[EXERCISE TASKS]
**A)** In the customs passage on imported bags, why does the appraiser's duty to find the market value and quantities of goods also cover their character and quality?
**B)** Write the next part of the customs passage on imported bags, following on from its last paragraph.

[TEXT EXCERPT]
Paragraph 493 required proof of the identity of articles entered as exempt thereunder, and this was not only repeated in the regulations, but article 336 required 'verification, after examination, by the appraiser, with an indorsement stating whether the articles are of domestic or foreign manufacture.' By section 2 of the customs administrative act of June 10, 1890 (chapter 407), all invoices must contain a correct description of the merchandise, signed by the manufacturer, or by the person owning or shipping the same, or by his duly-authorized agent, which, under section 5, might be adopted by the domestic consignee or owner, who, by section 9, was made liable for the employment or use of any fraudulent or false invoice or statement by means whereof the United States may be deprived of lawful duties. Under section 10 it was the duty of the appraiser to ascertain, estimate, and appraise the actual market value and wholesale price of merchandise imported, and the number of yards, parcels, and quantities. And evidently this ascertainment involves character and quality as well as value, since the statement, invoice, or entry must be true in respect of the character of the goods as well as of their value. 26 Stat. 131, 136.
On the question of identity, then (which, under the law, includes the question of country of manufacture), the production of the papers required by the regulations are not conclusive proof, and if the appraiser, after actual examination had, [172 U.S. 133, 142] decides that the goods are not as described, but are such, in fact, as to fall within a different classification, and so reports to the collector, his judgment must stand, unless reversed on reappraisement, or by the board of general appraisers, on protest filed.
As to these bags, the examiner reported to the appraiser his finding of a very large percentage of foreign-made bags in the shipments, and the appraiser reported that he found the shipments to contain bags of foreign manufacture, and that the importations were dutiable at two cents per pound under paragraph 365.
If the importers were not satisfied with the examination made, and objected to the competency of the examiner and appraiser, they should have applied for a re-examination; but they did not do this, nor did they offer evidence before the board of general appraisers tending to establish an objection on that ground.

[RECORDS]
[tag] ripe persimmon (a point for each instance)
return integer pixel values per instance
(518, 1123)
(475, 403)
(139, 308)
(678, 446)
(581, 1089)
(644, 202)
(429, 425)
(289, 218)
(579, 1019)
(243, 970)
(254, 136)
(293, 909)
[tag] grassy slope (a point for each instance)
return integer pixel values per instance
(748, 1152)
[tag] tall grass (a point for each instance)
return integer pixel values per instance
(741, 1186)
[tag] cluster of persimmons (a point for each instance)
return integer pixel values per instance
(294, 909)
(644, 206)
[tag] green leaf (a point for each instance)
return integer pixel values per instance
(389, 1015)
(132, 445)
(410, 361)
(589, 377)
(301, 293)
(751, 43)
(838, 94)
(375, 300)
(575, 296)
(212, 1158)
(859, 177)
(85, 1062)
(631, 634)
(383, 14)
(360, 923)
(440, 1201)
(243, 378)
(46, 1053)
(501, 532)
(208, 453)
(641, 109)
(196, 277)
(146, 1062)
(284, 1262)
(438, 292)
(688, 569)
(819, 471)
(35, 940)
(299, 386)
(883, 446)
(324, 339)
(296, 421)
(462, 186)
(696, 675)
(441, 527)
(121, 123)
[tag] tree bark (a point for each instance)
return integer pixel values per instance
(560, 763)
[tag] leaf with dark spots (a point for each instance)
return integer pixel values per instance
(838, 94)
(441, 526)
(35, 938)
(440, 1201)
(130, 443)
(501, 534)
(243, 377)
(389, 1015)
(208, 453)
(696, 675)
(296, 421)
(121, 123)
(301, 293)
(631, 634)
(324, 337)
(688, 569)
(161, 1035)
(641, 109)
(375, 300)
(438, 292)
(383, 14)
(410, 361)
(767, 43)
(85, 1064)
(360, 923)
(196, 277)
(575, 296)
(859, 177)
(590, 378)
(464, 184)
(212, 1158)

[ANSWERS BELOW]
**A)** Because the statement, invoice, or entry must be true about the character of the goods as well as their value. So finding the goods' value also means finding their character and quality.

**B)**
But it is said that the appraisement was invalid because the examination was not in accordance with section 2901 of the Revised Statutes. That section, however, was intended for the benefit of the government, and we have held that it is not mandatory, and that official acts are not invalidated for want of strict compliance therewith. Erhardt v. Schroeder, 155 U.S. 125 , 15 Sup. Ct. 45; Origet v. Hedden, 155 U.S. 228 , 15 Sup. Ct. 92.
The section reads thus:
Assuming that fraudulent intent was lacking, these bags were not held for forfeiture, but the collector, in effect, added them all to the entries, leaving it to the importers to prefer such claim to exemption as they might consider they were entitled to.
Section 2901 was brought forward from section 32 of the act of March 2, 1861 (12 Stat. 197, c. 68), and on December 28, 1868, Mr. Secretary McCulloch made the following ruling:
At that time the law imposed a duty of 12 cents per pound on all woolen rags, and admitted free rags composed of cotton and linen and intended for the manufacture of paper; and 21 bales of rags brought into the country from Canada, and containing at least 40 per cent. of woolen rags, though imported as containing rags for the manufacture of paper, had been seized. The matter being referred to the secretary, he ruled, in a letter addressed to the collector of customs at Rochester, as follows: 'If you are satisfied that there was no intention on the part of the importers to conceal the dutiable rags by mingling them with others free of duty, you will not hold them for condemnation, but will allow the parties to separate such as are dutiable from such as are not so, and make entry accordingly, paying the proper duty on the former class. These instructions are to be considered as applicable only to such bales as contain so large a proportion of woolen rags as to render it worth while to collect a duty. Forty per cent. of woolen rags is, however, much too large a percentage to be allowed entry as free goods.'
Again, in July, 1890, it was held by the treasury department that where cargoes of anthracite and bituminous coal were imported, so mixed as to render it impracticable to [172 U.S. 133, 144] separate the free from the dutiable coal for the purpose of the accurate weighing of each kind, the whole cargo should be treated as dutiable. T. D. 10,098, Syn. 1890.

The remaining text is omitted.